* [Supplied material]
:::

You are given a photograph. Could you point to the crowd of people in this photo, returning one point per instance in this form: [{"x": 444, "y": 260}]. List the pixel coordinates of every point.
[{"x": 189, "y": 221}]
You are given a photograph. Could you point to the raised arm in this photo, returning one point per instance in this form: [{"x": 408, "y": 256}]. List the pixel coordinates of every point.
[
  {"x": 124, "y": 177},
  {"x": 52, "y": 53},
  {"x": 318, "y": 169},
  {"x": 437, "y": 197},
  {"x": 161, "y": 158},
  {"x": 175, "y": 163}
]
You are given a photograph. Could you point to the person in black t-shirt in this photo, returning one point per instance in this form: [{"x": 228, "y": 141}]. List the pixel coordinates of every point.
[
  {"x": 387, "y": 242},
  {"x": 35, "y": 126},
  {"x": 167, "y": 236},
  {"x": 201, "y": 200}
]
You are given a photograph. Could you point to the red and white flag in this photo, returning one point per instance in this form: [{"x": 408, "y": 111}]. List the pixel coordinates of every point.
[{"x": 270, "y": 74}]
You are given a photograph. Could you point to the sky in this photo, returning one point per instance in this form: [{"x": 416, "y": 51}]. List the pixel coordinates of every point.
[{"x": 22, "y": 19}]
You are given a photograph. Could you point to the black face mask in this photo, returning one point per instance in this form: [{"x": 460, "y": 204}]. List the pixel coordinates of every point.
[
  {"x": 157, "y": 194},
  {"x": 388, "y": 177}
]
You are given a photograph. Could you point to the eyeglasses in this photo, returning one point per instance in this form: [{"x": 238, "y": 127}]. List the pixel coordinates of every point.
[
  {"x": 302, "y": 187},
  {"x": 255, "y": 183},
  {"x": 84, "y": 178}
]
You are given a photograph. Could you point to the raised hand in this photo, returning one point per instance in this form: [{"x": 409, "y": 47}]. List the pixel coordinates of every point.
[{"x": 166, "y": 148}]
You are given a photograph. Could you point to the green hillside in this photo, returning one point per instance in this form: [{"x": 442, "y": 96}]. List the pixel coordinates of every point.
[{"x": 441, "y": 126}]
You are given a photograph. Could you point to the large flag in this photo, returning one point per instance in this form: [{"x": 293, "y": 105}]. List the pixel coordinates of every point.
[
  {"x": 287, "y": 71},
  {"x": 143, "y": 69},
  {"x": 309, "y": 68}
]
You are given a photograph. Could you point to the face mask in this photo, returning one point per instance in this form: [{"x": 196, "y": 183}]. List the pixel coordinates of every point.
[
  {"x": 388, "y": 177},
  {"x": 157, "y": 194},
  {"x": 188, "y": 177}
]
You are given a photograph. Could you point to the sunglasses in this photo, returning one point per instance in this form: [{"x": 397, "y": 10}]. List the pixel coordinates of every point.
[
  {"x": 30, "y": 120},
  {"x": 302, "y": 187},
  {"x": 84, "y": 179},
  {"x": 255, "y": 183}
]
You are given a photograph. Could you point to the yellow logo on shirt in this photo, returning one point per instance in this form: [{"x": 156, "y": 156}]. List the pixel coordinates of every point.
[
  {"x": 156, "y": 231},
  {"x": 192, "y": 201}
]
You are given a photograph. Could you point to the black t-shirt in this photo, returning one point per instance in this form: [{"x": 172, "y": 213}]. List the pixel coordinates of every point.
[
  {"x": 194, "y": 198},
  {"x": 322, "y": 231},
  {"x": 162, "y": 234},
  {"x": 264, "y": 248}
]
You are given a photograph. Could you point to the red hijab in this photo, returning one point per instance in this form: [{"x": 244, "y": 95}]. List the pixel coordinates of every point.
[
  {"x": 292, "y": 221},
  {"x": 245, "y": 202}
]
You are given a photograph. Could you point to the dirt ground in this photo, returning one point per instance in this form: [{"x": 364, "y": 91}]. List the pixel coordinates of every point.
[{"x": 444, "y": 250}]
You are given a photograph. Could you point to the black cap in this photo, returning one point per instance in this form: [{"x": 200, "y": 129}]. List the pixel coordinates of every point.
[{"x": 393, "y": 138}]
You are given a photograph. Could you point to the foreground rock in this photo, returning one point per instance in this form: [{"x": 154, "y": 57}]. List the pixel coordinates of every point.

:::

* [Task requirements]
A complete, exact copy of the entries is required.

* [Exercise response]
You are given a photograph. Could you point to the crowd of people in this photo, returning one point per instance in this form: [{"x": 444, "y": 260}]. List the pixel coordinates of every point.
[{"x": 189, "y": 221}]
You are given a photograph. Could you point to the raised arm in this photo, returning one point per instance in this form: [{"x": 408, "y": 256}]. List the pixel coordinates of every point.
[
  {"x": 124, "y": 177},
  {"x": 52, "y": 53},
  {"x": 318, "y": 169},
  {"x": 437, "y": 197},
  {"x": 161, "y": 158},
  {"x": 175, "y": 163}
]
You are given a photograph. Could you point to the person in black t-shirt in this photo, returning one point per instance in this form: [{"x": 228, "y": 141}]. List the pixel coordinates of every point.
[
  {"x": 387, "y": 242},
  {"x": 35, "y": 126},
  {"x": 167, "y": 236},
  {"x": 201, "y": 200}
]
You are given a photograph. Could you point to the red and white flag in this photo, returning one point per instance in this form: [{"x": 408, "y": 111}]. List the pixel coordinates of every point.
[{"x": 270, "y": 74}]
You are given a photograph. Could you point to the sky in this photo, returning one point per instance in this form: [{"x": 416, "y": 51}]. List the pixel coordinates of every point.
[{"x": 22, "y": 19}]
You are given a photograph. Could you point to the black face mask in this photo, returning one point per instance in this form: [{"x": 460, "y": 204}]. List the pixel coordinates of every point.
[
  {"x": 157, "y": 194},
  {"x": 388, "y": 177}
]
You are given a photograph. Could you point to the eyeglasses in this photo, returning one point per instance in this form: [{"x": 238, "y": 127}]. List the pixel coordinates of every point.
[
  {"x": 302, "y": 187},
  {"x": 255, "y": 183},
  {"x": 84, "y": 178}
]
You are given a photograph. Could you point to the raised hand in this photo, returning one point per instance in this form: [{"x": 409, "y": 47}]. List the pixel coordinates of every point.
[{"x": 166, "y": 148}]
You are given a photograph. Could you point to the green hillside in this photo, returning one point per instance in this form: [{"x": 442, "y": 96}]. List the pixel coordinates of every point.
[{"x": 441, "y": 126}]
You are given a photograph. Could you point to the large flag in this photo, returning one point per instance in this form: [{"x": 293, "y": 105}]. List the pixel coordinates of every point.
[
  {"x": 287, "y": 71},
  {"x": 143, "y": 69},
  {"x": 309, "y": 68}
]
You are given a photograph. Could you point to the face mask in this photo, returning one point per instance in this form: [{"x": 196, "y": 183}]. List the pixel coordinates of every point.
[
  {"x": 388, "y": 177},
  {"x": 157, "y": 194},
  {"x": 188, "y": 177}
]
You are given a photograph. Could you point to the sunglasses in this photo, returning one point per instance in this form: [{"x": 397, "y": 10}]. List the pixel coordinates of every point.
[
  {"x": 30, "y": 120},
  {"x": 302, "y": 187},
  {"x": 84, "y": 179},
  {"x": 255, "y": 183}
]
You are given a photograph. Could you point to the yellow logo on shirt in this photo, returning one point per instance in this form: [{"x": 156, "y": 156}]. List the pixel coordinates of every point.
[
  {"x": 156, "y": 231},
  {"x": 192, "y": 201}
]
You are given a photograph. Could you point to the black t-shirt in this photo, returning one point per instance in this form: [{"x": 172, "y": 213}]. List the pixel coordinates of every point.
[
  {"x": 194, "y": 198},
  {"x": 322, "y": 231},
  {"x": 162, "y": 234},
  {"x": 264, "y": 248}
]
You are given a photograph. Could you point to the red hijab in this photo, returning one point per instance in this form: [{"x": 244, "y": 95}]. List the pixel coordinates of every point.
[
  {"x": 292, "y": 221},
  {"x": 245, "y": 202}
]
You are given a photograph. Could you point to the dirt ground in this photo, returning one point per instance in this form: [{"x": 364, "y": 91}]. List the pixel coordinates of every point.
[{"x": 444, "y": 250}]
You are given a photograph. Could you point to the black cap in this photo, returning one point per instance in this form: [{"x": 200, "y": 129}]. List the pixel coordinates of every point.
[{"x": 393, "y": 138}]
You are given a photograph. Could you point to the foreground rock in this photo, returning one point per instance in this form: [{"x": 154, "y": 57}]. List the pixel coordinates of every point.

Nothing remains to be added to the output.